== What is asked ==
Could you write out the lines starting with the line with "indicate the chrome" and going on through the end of the records, requests included, shifting every point coordinate in the answers by adding 35 to it?

(Records from a data collection)
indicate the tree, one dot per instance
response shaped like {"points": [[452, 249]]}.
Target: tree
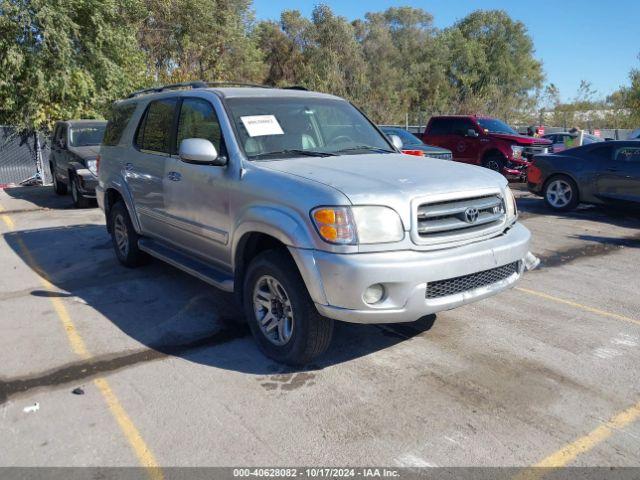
{"points": [[62, 59], [491, 63], [199, 39]]}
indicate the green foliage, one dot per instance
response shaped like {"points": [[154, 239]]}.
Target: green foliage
{"points": [[63, 59]]}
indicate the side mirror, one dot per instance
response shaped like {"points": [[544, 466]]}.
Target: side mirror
{"points": [[200, 151], [397, 141]]}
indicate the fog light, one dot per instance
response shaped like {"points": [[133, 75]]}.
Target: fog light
{"points": [[373, 294]]}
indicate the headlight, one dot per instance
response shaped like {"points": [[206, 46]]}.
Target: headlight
{"points": [[92, 165], [353, 225], [510, 201], [517, 150]]}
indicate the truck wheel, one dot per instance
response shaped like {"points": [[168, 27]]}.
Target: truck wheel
{"points": [[494, 162], [58, 187], [78, 200], [125, 238], [282, 317], [561, 193]]}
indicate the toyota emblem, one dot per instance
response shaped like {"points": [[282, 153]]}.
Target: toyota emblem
{"points": [[471, 215]]}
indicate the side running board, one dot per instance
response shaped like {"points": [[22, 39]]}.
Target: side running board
{"points": [[188, 264]]}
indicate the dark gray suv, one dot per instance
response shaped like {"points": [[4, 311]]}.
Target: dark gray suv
{"points": [[75, 146]]}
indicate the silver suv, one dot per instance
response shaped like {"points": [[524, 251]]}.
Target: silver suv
{"points": [[298, 204]]}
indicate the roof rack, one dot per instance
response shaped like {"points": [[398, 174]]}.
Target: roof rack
{"points": [[173, 86], [201, 84]]}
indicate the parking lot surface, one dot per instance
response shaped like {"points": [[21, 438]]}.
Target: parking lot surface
{"points": [[546, 373]]}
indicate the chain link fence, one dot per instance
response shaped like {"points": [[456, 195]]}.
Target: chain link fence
{"points": [[24, 157]]}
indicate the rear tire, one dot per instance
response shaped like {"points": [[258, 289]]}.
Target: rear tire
{"points": [[125, 238], [78, 200], [495, 162], [283, 320], [561, 193], [59, 187]]}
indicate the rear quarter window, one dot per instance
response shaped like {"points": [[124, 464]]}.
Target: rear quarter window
{"points": [[118, 121]]}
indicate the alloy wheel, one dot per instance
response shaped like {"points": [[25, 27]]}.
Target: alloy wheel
{"points": [[273, 310], [559, 193]]}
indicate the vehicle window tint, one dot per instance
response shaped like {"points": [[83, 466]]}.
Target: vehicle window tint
{"points": [[603, 153], [198, 119], [440, 126], [118, 120], [154, 132], [628, 154]]}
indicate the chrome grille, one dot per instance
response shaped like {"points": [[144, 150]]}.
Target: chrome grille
{"points": [[451, 217], [451, 286]]}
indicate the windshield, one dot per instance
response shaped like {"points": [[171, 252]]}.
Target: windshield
{"points": [[86, 136], [408, 139], [287, 127], [496, 126]]}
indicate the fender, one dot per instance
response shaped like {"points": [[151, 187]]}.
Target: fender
{"points": [[289, 228], [120, 186]]}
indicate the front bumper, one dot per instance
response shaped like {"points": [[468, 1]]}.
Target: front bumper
{"points": [[337, 282]]}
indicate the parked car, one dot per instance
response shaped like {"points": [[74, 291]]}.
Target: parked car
{"points": [[74, 156], [412, 145], [558, 140], [598, 173], [296, 202], [485, 141]]}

== Correct result ==
indicate the chrome grille, one dot per instance
response shaped like {"points": [[144, 150]]}.
Target: chrome grille
{"points": [[486, 252], [486, 321]]}
indicate the windshield, one dot per instance
response shaped like {"points": [[171, 252]]}.
Target: windshield
{"points": [[121, 171], [443, 174], [322, 162], [531, 161]]}
indicate the fender, one dot per instance
response shaped like {"points": [[151, 187]]}.
Target: fender
{"points": [[324, 263], [155, 221]]}
indicate the front bumper, one dot per instance
response shaped like {"points": [[468, 1]]}.
Target: front bumper
{"points": [[372, 317]]}
indicate the parked car, one dot per instance
response shaped like {"points": [[74, 291]]}.
Target: parked car
{"points": [[109, 191], [447, 180], [593, 175], [633, 208], [331, 237], [520, 176]]}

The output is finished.